- _Text provided_

○ ○ ○ ○ ○

This debate explores the limitation of tax credits to two children, which was legislated for under the Welfare Reform and Work Act 2016. I know that the hon. Lady has a strong interest in this topic, and that it is something she has raised in the past. I welcome the opportunity to set out the purpose of the policy. In so doing, I hope that I can allay many of her concerns and particularly underline that we are absolutely committed to ensuring fairness for all families.
The welfare reforms that the Government have introduced are about much more than simply money. Our reforms seek to bring about a positive change in our nation. They are about putting welfare spending on a sustainable footing, but it is important to do that in a way that protects the most vulnerable. As the Prime Minister herself has said, we will fight against the injustices we see in our society.
The current benefits structure, which adjusts automatically to family size, is unsustainable, and it is not fair to the taxpayer or to families who support themselves solely through work and necessarily make difficult choices. That is why we have announced that, from 6 April 2017, families with third and subsequent children born after that date will no longer be able to claim additional support through child tax credit and universal credit. The policy will also apply to future new universal credit claims from families with more than two children.
Is the Minister prepared to commit today to publishing an analysis of the likely impact of the policy on child poverty levels?
I shall address the impacts of the policy later in my speech.

○ ○ ○ ○ ○

- _Source material_
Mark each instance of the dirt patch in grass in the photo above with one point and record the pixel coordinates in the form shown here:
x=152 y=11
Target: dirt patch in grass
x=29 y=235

○ ○ ○ ○ ○

- _Set problem 1_
Under which Act was the limit of tax credits to two children legislated, according to the debate excerpt?
- _Set problem 2_
Which welfare benefits does the debate excerpt name? List each one.
- _Set problem 3_
Copy the debate excerpt's wording between "Is the Minister" and "in my speech.", inclusive.

- _Correct answer 1_
The Welfare Reform and Work Act 2016.

- _Correct answer 2_
- Tax credits
- Child tax credit
- Universal credit

- _Correct answer 3_
Is the Minister prepared to commit today to publishing an analysis of the likely impact of the policy on child poverty levels?
I shall address the impacts of the policy later in my speech.